## [Brief]
Copy out the entire listing below exactly, but without its pictures.

## [Raw data]
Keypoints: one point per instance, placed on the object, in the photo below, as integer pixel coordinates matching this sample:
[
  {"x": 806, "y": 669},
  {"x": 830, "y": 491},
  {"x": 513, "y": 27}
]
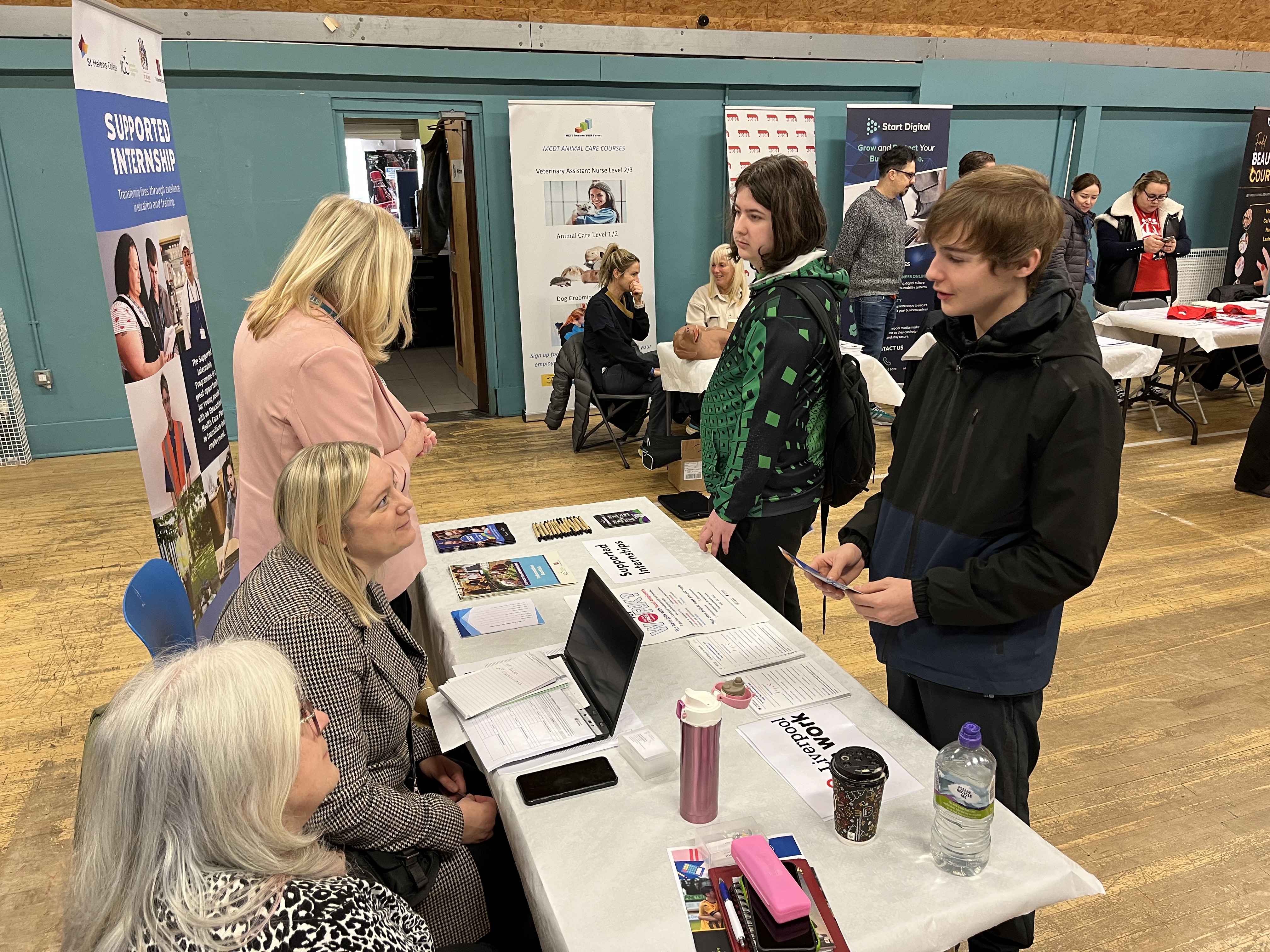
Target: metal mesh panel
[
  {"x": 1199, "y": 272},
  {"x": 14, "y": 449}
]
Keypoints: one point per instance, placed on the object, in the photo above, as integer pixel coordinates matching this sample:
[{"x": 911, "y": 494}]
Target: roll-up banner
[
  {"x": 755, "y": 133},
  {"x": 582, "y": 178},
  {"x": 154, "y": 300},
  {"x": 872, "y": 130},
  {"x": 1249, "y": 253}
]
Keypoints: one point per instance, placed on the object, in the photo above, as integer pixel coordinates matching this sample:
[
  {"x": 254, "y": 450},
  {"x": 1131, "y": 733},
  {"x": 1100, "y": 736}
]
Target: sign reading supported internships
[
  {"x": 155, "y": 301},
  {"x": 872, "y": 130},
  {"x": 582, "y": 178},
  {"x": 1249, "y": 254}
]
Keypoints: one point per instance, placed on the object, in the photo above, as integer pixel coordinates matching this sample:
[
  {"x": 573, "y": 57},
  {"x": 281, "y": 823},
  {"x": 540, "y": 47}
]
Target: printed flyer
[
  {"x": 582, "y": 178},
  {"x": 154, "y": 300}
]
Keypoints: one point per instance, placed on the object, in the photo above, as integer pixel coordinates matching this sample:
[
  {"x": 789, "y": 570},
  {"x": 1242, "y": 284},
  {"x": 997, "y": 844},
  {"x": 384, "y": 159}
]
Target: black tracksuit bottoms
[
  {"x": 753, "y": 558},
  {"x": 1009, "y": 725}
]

## [Solution to this exercise]
Keypoints: one point per instance, placed on the object, in the photo below, as integer pixel coordinates matching this sample:
[
  {"x": 806, "y": 669},
  {"x": 830, "y": 491},
  {"x": 513, "y": 27}
]
Target: metal mesh panel
[
  {"x": 1199, "y": 272},
  {"x": 14, "y": 449}
]
Keypoints: one point per instance, placed on the object, in the photo above, as integer pixel coordinates matching this sample:
[{"x": 911, "y": 494}]
Target: roll-up banner
[
  {"x": 755, "y": 133},
  {"x": 582, "y": 178},
  {"x": 154, "y": 300},
  {"x": 872, "y": 130},
  {"x": 1249, "y": 253}
]
Keypoints: one point per instance, placed on the object, in the photo above, as integer pixel coordinates matching this sample:
[
  {"x": 254, "y": 450},
  {"x": 1131, "y": 733},
  {"x": 1100, "y": 736}
]
Target: sign reading supported internships
[
  {"x": 155, "y": 301},
  {"x": 872, "y": 130},
  {"x": 582, "y": 178},
  {"x": 1249, "y": 254}
]
Keypoints: one point per instance, placed on the object, in the photo above, as integer pixel coordinates matching this sample:
[
  {"x": 573, "y": 57},
  {"x": 281, "y": 823},
  {"x": 540, "y": 47}
]
Target: printed flyer
[
  {"x": 582, "y": 178},
  {"x": 154, "y": 300}
]
Keypoints: one point per instance, placed on the object, in the photo above, as integer pixel coordinates matching this sample:
[
  {"x": 789, "y": 570},
  {"x": 1242, "y": 284},
  {"x": 997, "y": 844},
  {"x": 384, "y": 159}
]
Target: black tracksuit bottoms
[
  {"x": 753, "y": 558},
  {"x": 1009, "y": 725}
]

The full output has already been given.